## Kutipan yang diberikan
^^^^^^^^

Perintah untuk menghindari penindasan tidak disyaratkan dengan menemukan kawasan yang mengikuti Syariah atau spesifikasi yang sama. Nash tersebut tampaknya menyeru kaum muslim untuk melarikan-diri dari penindasan dalam pengertian yang absolut.
Nabi Islam, Muhammad, menghindari penindasan di Mekah dengan berhijrah ke Madinah di mana beliau menegakkan sebuah negara-kota Islam yang berkembang dengan pesat. Setelah mengorganisasi negara-kota di Madinah Nabi mengizinkan suku-suku badui yang telah memeluk agama Islam tetapi tidak ingin berhijrah ke Madinah untuk tetap tinggal di kampung halaman mereka. Akan tetapi, Nabi menekankan keutamaan berhijrah dan bergabung bersama beliau dan para sahabatnya di Madinah. Dari sudut pandang taktis, bukan hanya negara-kota di Madinah yang masih muda itu membutuhkan dukungan dari seluruh muallaf yang dapat dikumpulkannya, tetapi dari perspektif ideologis, apakah yang lebih baik bagi seorang muslim baru selain tinggal dekat dengan Nabi dan para sahabatnya, di mana dia dapat menerima ajaran tentang agama baru itu?.

^^^^^^^^

## Daftar data
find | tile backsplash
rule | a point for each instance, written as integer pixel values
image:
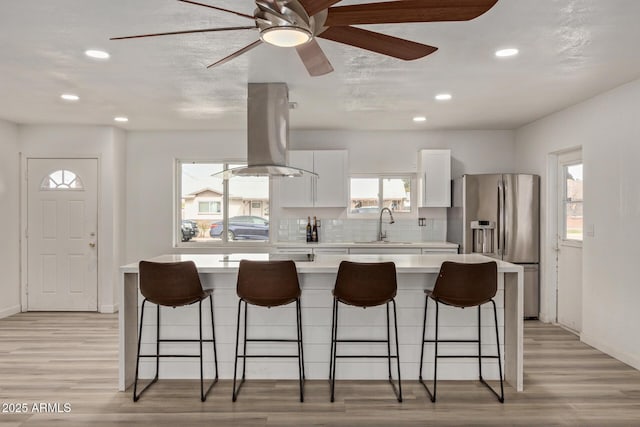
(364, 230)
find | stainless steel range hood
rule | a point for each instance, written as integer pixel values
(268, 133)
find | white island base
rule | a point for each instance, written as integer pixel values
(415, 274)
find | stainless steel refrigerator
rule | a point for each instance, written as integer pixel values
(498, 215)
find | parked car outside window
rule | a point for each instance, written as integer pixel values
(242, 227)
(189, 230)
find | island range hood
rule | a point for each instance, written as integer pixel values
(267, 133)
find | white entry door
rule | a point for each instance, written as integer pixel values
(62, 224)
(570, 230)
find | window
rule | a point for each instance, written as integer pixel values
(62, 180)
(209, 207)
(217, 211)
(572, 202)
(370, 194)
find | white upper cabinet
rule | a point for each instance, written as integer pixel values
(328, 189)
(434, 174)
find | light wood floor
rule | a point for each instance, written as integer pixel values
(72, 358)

^^^^^^^^

## Tujuan
Ulangi kata demi kata bagian kutipan tentang hijrah di atas, dari "Perintah untuk menghindari" sampai "pengertian yang absolut.".

## Jawaban tertulis
Perintah untuk menghindari penindasan tidak disyaratkan dengan menemukan kawasan yang mengikuti Syariah atau spesifikasi yang sama. Nash tersebut tampaknya menyeru kaum muslim untuk melarikan-diri dari penindasan dalam pengertian yang absolut.